» **Exercise brief**
In the data below, convert the lines from the one containing "Could you provide the mask of every instance of the brown" through the one containing "58L128 61L126 65L134" (both included) into a Markdown table with the columns Row and Line. Skip blank lines and leave out all other lines.

» **Records provided**
↓↓↓

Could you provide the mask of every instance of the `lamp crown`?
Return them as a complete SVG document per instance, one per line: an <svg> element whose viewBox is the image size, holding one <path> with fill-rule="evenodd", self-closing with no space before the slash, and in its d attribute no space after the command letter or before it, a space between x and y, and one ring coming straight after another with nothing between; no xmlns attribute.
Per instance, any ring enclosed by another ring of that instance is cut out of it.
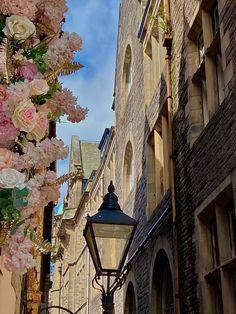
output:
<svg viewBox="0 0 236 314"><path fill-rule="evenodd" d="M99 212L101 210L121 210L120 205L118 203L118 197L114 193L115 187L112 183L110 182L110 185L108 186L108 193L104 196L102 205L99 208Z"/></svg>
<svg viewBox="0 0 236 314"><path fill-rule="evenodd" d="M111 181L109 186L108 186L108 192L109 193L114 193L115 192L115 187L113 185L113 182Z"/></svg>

↑↑↑
↓↓↓

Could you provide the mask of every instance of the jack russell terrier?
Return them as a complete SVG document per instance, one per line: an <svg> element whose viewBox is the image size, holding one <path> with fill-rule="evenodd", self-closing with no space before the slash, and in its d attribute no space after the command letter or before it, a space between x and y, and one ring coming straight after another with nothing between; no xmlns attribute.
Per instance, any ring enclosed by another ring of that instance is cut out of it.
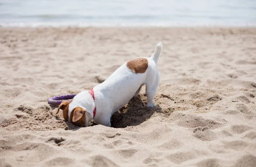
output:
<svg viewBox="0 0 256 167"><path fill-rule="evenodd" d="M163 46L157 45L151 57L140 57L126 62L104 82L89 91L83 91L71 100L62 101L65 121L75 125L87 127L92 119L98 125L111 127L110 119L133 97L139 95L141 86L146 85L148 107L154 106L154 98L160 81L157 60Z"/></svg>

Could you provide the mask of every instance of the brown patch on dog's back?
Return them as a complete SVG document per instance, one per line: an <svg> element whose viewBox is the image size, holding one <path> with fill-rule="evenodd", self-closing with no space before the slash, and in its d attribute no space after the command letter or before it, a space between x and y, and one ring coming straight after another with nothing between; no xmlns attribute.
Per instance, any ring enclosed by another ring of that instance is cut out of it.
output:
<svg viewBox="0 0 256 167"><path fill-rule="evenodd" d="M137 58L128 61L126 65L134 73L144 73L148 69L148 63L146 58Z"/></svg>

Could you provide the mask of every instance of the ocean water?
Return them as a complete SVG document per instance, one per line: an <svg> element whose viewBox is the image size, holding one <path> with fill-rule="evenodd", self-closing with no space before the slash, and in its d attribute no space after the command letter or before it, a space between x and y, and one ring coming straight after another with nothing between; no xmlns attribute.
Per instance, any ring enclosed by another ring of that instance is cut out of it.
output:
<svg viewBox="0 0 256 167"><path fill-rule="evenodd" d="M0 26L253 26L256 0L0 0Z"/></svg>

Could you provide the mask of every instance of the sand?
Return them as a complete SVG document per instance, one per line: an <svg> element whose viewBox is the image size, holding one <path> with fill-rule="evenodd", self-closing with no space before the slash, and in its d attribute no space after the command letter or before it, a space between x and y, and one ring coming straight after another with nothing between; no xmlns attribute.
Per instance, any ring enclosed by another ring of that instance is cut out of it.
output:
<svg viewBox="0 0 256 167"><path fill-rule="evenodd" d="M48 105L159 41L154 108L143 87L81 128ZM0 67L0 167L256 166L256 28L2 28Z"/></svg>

↑↑↑

» **Solution to this task**
| Row | Line |
|---|---|
| 1 | Could you provide the mask of every instance of the brown patch on dog's back? |
| 2 | Return them as a complete SVG document per instance, one per line: an <svg> element whose viewBox is the image size, holding one <path> with fill-rule="evenodd", self-closing with no space before the slash, and in its d attribute no space after the command letter or before it, a space between x and y, and one ring coming straight after another with nothing between; no xmlns attribute. |
| 3 | Per instance, any ring enclosed by another ring of that instance is cut out of it. |
| 4 | output: |
| 5 | <svg viewBox="0 0 256 167"><path fill-rule="evenodd" d="M137 58L128 61L126 65L134 73L144 73L148 69L148 63L146 58Z"/></svg> |